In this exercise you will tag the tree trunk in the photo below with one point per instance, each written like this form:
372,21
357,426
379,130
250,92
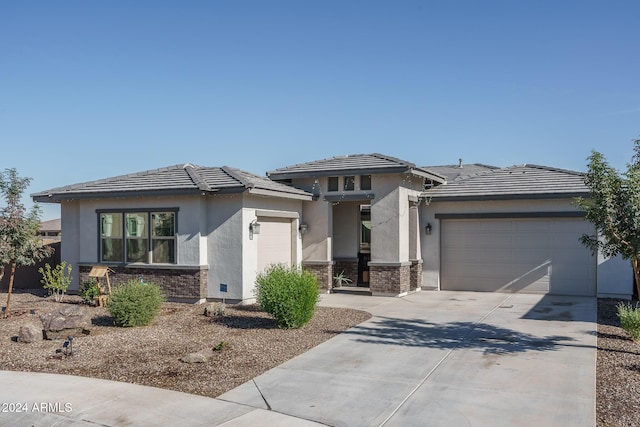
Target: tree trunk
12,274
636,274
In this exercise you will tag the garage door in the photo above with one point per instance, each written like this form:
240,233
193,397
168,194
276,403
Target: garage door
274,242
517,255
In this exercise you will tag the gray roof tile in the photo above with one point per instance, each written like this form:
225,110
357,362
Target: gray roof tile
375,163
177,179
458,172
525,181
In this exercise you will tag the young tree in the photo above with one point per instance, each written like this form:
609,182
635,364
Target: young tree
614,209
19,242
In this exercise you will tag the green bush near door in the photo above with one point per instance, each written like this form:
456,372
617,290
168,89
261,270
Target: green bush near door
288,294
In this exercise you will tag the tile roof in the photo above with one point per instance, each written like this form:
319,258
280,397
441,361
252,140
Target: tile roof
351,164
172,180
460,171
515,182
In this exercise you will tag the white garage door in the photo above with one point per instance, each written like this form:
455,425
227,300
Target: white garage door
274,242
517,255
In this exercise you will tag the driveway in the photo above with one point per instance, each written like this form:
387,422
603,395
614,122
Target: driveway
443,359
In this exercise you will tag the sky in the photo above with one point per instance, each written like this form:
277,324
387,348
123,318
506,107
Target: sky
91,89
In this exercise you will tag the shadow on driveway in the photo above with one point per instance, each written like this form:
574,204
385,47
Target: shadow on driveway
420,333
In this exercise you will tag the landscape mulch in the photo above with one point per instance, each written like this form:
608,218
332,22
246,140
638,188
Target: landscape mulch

○ ○ ○ ○ ○ ○ ○

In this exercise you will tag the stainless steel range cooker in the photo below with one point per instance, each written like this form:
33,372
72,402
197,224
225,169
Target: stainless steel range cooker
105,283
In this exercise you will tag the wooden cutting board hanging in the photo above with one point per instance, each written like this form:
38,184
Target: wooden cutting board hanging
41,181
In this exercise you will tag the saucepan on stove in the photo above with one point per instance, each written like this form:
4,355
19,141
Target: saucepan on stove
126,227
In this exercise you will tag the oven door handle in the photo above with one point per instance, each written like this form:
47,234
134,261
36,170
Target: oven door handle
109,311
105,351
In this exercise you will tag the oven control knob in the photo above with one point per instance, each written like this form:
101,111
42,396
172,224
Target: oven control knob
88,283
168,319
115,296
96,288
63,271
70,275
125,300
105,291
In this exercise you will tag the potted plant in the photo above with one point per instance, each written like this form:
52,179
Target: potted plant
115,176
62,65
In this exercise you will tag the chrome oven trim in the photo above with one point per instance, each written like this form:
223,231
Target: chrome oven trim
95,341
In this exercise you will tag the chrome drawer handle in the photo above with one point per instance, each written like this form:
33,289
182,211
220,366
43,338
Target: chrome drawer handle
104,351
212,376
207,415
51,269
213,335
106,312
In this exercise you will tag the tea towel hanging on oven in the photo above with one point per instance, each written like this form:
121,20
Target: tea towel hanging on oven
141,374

○ ○ ○ ○ ○ ○ ○

Switch "landscape mulch" to "wood chips" in the part that opens with the line containing "In this exercise you will tag the landscape" and closes with the line containing "Target: landscape mulch". Give back only those lines, with everything else left as it is.

EXERCISE ANSWER
In this exercise you will tag the wood chips in the photo above with one point per instance, each written like this form:
608,218
332,22
246,140
638,188
Target: wood chips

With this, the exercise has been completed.